■ **AUFGABE**: Was kauft der Verliebte laut dem Quelltext seinem Mädchen?

■ **QUELLTEXT**:
◆ ◆ ◆
Sieh, wie sie die letzte Zigarette teilen, um gleich darauf in Streit zu geraten, um wiederum gleich darauf einander in die Arme zu fallen! Welch zärtlicher Pomp der Pantoffeln, die der Verliebte seinem Mädchen kauft! Wie viele Jahre des Ekels und der Gleichgültigkeit im Ehebett der alten Portiersleute und wieviel sinnliche Süße in jener ersten Liebesnacht zwischen den jungen Leuten, die aus Keuschheit das Bett verachten, um beide am Boden zu schlafen! Wieviel rührende Treulosigkeit in dem kleinen Herzchen des kleinen Mädchens, das aus Verzweiflung über die Verhaftung des Freundes unmittelbar in die Flitterwochen mit dessen Kameraden fällt; ja, fällt! Denn es ist ein schönes, sachtes Fallen in ihrem Leben, sie gehorcht den Gesetzen von der Schwerkraft, die sie lächelnd befehlen, ein reizendes Geschöpf der Torheit, die vollkommenste Personifikation der weiblichen Schwäche. Es ist, als hörte man das sündige, dünne Stimmchen ihres roten Blutes. Sie fällt, sie fällt! Sie liebt, sie tanzt, man würfelt um sie, den lieben Gegenstand! Heute läßt sie sich erobern und morgen lediglich gewinnen. In ihrer schönen kleinen Brust sind ihres Zufalls Sterne.

Die ganze Anmut der Verlorenheit ist in diesem Tonfilm. Keiner von allen, die hier spielen, wird diese Welt verlassen. Immer tiefer werden sie hinabsinken, eintauchen in den Berg der Jahre, die anrollen, unaufhörlich, lächelnd, im Gesang der Ziehharmonika. Die Wehmut wird immerdar die Schwester ihrer Freuden sein. Sie werden immer trinken, lieben, würfeln, stehlen. Ihr Schicksal ist unerbittlich. Das gibt dem Film die Trauer. Aber die Unerbittlichkeit ist eingetaucht in Milde, sie ist gleichsam geradezu erbittlich. Deshalb ist der Film so heiter.
◆ ◆ ◆
■ **BEREITGESTELLTE DATEN**:
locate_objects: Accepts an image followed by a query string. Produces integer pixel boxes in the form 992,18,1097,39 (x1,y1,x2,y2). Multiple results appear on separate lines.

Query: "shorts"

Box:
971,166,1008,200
◆ ◆ ◆
■ **ANTWORT**: Er kauft seinem Mädchen Pantoffeln.